--- Exercise task ---
In the rows below, count the lines that contain the string "query". Case must match. Reply with the number alone.

--- Records provided ---
※

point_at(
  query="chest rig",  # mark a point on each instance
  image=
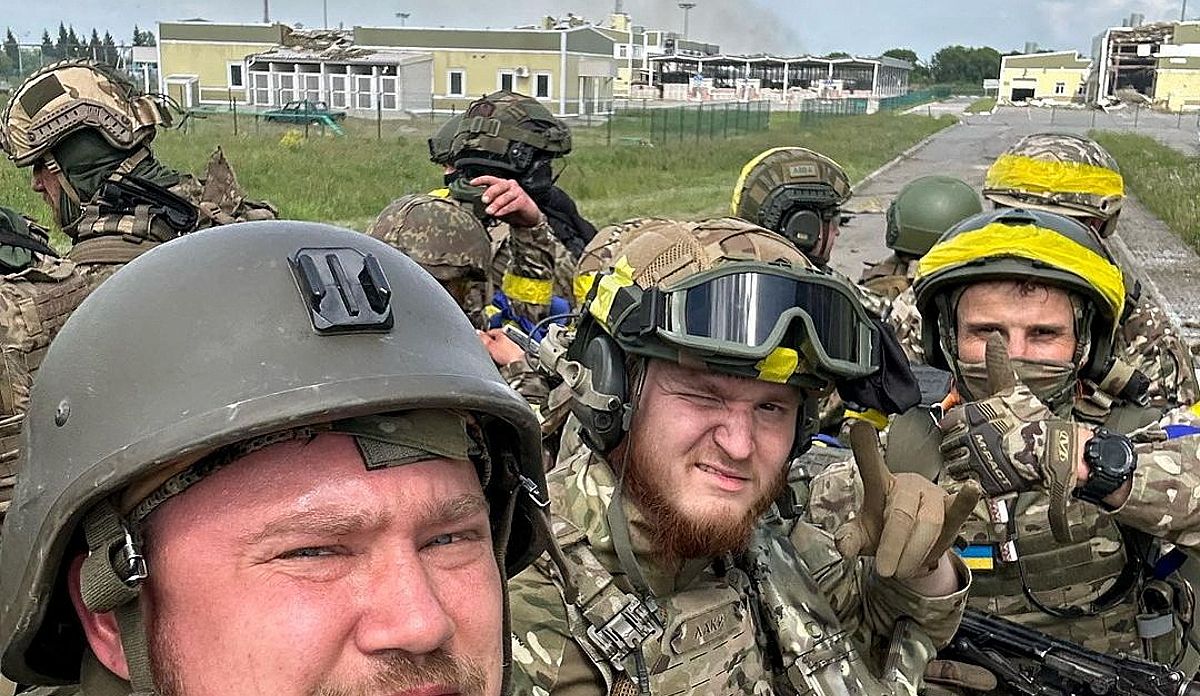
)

※

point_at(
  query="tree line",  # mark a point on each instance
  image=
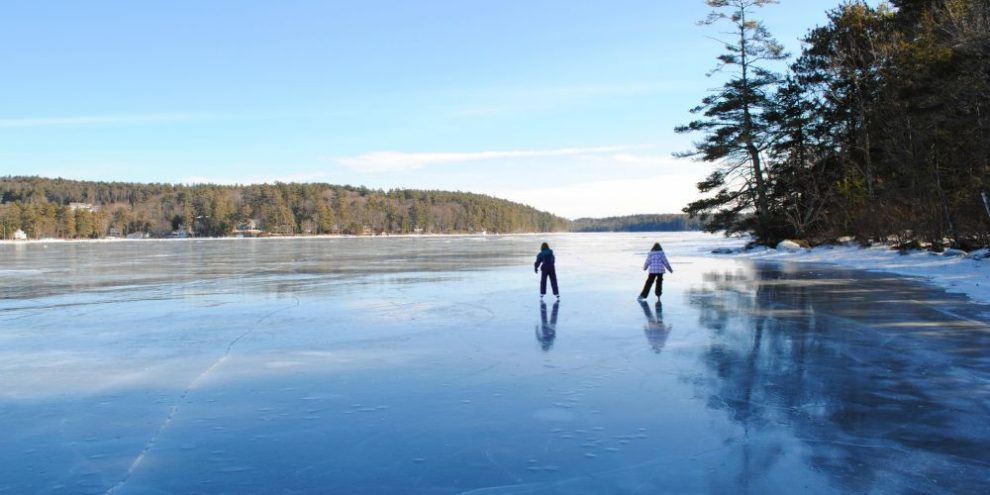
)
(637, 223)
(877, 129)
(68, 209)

※

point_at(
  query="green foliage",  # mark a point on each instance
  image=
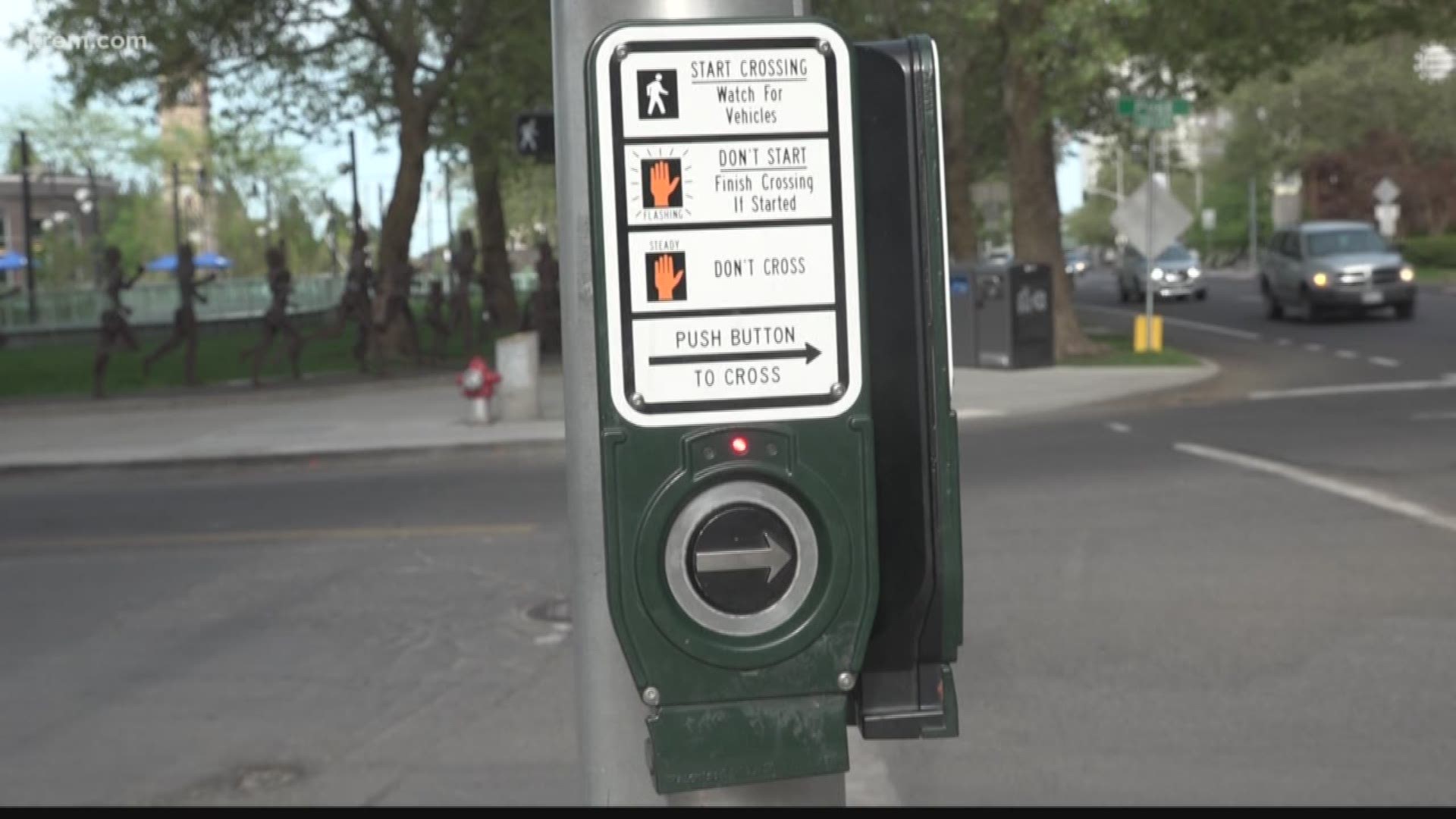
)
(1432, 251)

※

--- Exercise result ---
3